Listed entries below:
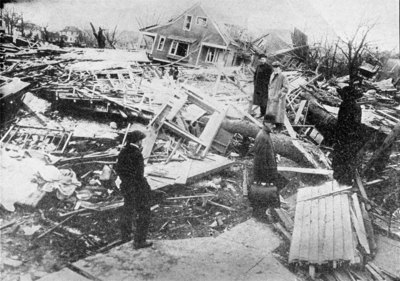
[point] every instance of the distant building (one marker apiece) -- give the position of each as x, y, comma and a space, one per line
192, 38
71, 34
34, 31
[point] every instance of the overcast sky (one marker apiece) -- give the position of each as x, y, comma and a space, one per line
342, 15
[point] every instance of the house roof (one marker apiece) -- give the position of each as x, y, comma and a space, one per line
71, 28
221, 28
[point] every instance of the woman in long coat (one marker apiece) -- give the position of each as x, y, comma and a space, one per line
278, 89
261, 81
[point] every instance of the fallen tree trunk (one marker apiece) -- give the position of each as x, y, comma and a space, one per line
305, 154
325, 122
383, 148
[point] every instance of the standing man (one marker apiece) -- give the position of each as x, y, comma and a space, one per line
261, 81
347, 141
135, 189
278, 89
265, 168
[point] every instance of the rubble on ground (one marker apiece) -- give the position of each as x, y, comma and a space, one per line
195, 150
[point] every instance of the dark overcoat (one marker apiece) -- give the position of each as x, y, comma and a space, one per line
261, 81
278, 88
265, 167
130, 169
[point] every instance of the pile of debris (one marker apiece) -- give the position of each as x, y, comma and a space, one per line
192, 127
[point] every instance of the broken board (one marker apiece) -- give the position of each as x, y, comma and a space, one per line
162, 175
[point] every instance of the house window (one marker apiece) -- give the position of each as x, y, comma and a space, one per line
201, 21
212, 55
161, 43
179, 49
188, 23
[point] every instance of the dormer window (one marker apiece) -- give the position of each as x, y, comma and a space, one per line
187, 23
201, 21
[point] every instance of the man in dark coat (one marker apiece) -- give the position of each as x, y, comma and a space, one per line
135, 189
347, 139
265, 167
261, 82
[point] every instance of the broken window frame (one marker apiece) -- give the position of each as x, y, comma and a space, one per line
187, 23
203, 22
161, 43
212, 55
173, 50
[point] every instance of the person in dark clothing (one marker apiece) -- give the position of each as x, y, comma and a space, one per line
261, 81
135, 189
265, 167
347, 139
175, 73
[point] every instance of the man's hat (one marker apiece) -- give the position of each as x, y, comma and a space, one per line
135, 136
269, 118
276, 63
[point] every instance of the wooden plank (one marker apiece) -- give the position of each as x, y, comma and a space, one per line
177, 106
182, 179
291, 131
364, 240
299, 111
64, 275
329, 230
314, 235
183, 133
148, 142
321, 228
337, 226
369, 228
306, 170
347, 229
298, 219
360, 185
360, 235
305, 227
211, 129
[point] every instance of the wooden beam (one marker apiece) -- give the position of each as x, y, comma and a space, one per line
386, 144
324, 172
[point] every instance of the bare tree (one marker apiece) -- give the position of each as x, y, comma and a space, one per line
100, 37
11, 19
112, 37
354, 48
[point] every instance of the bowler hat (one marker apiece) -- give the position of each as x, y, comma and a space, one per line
269, 118
135, 136
276, 63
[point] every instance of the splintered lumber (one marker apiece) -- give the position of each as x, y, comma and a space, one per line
54, 227
305, 154
192, 196
361, 233
306, 170
220, 205
64, 274
322, 230
211, 130
360, 185
386, 144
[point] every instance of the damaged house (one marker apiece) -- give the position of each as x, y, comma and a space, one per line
192, 38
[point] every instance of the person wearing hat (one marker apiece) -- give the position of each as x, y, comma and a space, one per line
348, 140
278, 88
261, 81
135, 189
265, 167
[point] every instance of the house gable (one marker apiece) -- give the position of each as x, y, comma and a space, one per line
208, 32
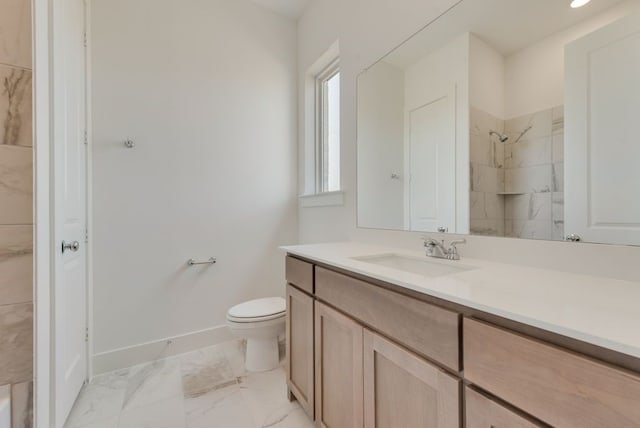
End of Listed entries.
*The task*:
Only the lines from the one containing "[point] every instance of the house gable" through the last line of the entries above should be copied, exactly as they are and without the pictures.

*Response*:
[point] every instance of the house gable (one marker apiece) -- give the position of each as x, y, comma and a space, one per line
208, 32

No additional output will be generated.